**Referring expression pointing data**

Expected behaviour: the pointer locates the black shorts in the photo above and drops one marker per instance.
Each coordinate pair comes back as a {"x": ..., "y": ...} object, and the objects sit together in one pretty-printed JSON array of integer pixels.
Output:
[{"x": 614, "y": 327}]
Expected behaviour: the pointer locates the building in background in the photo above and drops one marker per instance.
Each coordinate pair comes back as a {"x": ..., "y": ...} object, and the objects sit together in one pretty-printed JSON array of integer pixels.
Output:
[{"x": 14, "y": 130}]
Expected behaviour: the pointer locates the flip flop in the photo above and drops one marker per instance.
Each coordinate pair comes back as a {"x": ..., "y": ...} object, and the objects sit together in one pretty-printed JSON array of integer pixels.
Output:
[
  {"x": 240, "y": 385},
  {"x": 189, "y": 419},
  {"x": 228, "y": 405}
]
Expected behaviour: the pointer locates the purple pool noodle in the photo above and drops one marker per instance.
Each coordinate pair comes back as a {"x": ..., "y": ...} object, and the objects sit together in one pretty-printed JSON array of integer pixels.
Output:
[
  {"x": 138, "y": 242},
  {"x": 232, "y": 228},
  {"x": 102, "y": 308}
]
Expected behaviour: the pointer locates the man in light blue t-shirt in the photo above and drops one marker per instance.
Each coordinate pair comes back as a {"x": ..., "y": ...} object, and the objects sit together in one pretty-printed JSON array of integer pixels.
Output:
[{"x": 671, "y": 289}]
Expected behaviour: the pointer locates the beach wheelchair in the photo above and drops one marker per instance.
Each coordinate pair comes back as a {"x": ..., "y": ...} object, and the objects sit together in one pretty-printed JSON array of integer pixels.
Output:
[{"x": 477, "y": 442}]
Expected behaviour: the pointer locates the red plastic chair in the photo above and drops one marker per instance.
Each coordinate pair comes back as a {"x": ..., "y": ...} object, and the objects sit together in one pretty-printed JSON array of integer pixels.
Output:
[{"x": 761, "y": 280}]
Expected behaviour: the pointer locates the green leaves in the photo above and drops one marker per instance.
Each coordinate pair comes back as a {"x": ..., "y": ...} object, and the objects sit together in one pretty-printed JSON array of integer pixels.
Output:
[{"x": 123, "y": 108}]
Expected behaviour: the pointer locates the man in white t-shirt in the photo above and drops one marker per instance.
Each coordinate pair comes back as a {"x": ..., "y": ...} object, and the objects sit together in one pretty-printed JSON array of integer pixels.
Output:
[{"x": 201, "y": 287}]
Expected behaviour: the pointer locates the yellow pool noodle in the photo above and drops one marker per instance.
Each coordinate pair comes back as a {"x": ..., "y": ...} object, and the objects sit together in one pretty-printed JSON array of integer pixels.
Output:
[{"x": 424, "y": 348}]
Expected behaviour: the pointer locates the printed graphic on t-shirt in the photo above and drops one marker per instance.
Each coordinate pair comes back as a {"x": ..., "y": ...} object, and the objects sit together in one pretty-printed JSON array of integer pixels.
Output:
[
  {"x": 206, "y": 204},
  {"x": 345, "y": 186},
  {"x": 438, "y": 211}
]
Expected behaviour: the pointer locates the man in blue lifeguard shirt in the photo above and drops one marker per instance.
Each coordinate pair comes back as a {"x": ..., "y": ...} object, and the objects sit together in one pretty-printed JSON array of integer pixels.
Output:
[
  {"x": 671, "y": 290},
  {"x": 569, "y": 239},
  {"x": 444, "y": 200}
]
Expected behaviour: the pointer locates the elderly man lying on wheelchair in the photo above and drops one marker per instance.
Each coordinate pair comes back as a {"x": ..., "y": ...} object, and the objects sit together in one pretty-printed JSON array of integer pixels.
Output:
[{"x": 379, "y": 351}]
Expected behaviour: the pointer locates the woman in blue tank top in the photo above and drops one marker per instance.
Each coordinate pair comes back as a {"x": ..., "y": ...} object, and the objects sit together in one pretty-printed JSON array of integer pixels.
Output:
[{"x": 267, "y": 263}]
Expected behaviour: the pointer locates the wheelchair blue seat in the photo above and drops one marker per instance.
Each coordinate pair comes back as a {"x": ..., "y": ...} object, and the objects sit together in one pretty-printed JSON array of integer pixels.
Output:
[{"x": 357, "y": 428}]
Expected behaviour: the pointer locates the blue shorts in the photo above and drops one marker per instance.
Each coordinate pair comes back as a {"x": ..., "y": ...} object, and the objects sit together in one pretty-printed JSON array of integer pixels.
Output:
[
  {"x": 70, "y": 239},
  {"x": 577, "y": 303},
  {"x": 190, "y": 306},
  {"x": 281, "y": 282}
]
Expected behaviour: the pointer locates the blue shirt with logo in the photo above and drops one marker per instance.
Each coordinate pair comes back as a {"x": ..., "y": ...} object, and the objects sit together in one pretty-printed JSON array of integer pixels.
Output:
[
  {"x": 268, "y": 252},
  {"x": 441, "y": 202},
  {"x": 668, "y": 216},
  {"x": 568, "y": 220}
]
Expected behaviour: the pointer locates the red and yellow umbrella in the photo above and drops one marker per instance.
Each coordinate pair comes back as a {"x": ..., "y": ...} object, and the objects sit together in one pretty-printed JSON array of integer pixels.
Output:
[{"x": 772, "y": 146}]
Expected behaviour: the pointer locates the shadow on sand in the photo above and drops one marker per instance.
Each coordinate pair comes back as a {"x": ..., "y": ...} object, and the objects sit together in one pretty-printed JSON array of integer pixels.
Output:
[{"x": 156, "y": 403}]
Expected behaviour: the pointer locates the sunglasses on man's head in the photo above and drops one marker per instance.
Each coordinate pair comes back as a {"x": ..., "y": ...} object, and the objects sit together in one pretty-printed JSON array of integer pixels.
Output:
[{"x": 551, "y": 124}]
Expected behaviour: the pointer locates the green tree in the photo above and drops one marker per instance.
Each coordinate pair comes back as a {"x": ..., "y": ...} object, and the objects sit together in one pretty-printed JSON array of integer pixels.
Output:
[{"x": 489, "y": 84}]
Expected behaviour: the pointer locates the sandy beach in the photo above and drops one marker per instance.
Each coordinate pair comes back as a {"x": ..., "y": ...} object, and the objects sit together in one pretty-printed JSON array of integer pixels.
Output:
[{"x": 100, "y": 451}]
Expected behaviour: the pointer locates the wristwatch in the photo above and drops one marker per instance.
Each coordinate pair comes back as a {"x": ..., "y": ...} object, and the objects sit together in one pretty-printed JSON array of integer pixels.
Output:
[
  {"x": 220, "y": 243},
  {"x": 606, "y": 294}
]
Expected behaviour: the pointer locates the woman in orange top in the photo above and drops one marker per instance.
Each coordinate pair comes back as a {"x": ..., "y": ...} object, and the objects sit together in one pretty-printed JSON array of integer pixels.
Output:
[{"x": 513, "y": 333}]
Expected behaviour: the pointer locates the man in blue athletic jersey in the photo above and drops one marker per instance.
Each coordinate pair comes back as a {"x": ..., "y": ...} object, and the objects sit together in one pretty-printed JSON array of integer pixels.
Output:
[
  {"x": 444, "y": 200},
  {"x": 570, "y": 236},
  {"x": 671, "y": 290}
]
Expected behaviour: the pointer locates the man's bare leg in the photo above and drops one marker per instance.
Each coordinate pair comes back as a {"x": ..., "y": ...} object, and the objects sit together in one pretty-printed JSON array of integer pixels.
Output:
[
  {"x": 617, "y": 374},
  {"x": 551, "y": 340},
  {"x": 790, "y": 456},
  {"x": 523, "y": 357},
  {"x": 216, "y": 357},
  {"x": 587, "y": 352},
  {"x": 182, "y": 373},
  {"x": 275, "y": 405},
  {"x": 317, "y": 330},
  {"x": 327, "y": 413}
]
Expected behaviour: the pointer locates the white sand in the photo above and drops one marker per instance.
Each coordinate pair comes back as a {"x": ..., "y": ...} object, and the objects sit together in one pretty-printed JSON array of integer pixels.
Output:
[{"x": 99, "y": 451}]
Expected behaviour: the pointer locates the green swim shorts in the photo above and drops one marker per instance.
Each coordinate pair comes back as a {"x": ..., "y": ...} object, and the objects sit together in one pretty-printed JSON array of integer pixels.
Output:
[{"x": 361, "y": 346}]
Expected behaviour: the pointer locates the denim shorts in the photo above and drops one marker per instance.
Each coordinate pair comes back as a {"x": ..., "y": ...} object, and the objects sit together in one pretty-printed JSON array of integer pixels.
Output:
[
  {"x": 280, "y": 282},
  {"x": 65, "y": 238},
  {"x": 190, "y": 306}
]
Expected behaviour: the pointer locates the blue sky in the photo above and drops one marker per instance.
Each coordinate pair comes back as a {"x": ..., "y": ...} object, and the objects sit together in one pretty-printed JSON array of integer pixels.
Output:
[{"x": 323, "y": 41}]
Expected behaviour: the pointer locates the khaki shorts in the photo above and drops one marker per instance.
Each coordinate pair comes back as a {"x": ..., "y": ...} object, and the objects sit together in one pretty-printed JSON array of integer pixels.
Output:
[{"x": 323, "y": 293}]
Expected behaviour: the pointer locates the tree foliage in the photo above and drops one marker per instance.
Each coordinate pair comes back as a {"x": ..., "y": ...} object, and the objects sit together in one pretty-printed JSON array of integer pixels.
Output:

**EXERCISE REQUIREMENTS**
Which lines of the data include "woman"? Copy each of them.

**ANSWER TO THIS TASK**
Expected behaviour: the pointer locates the woman in blue tank top in the photo above and drops one marker per instance.
Expected behaviour: the pointer locates the woman in orange top in the photo above and drops one marker per instance.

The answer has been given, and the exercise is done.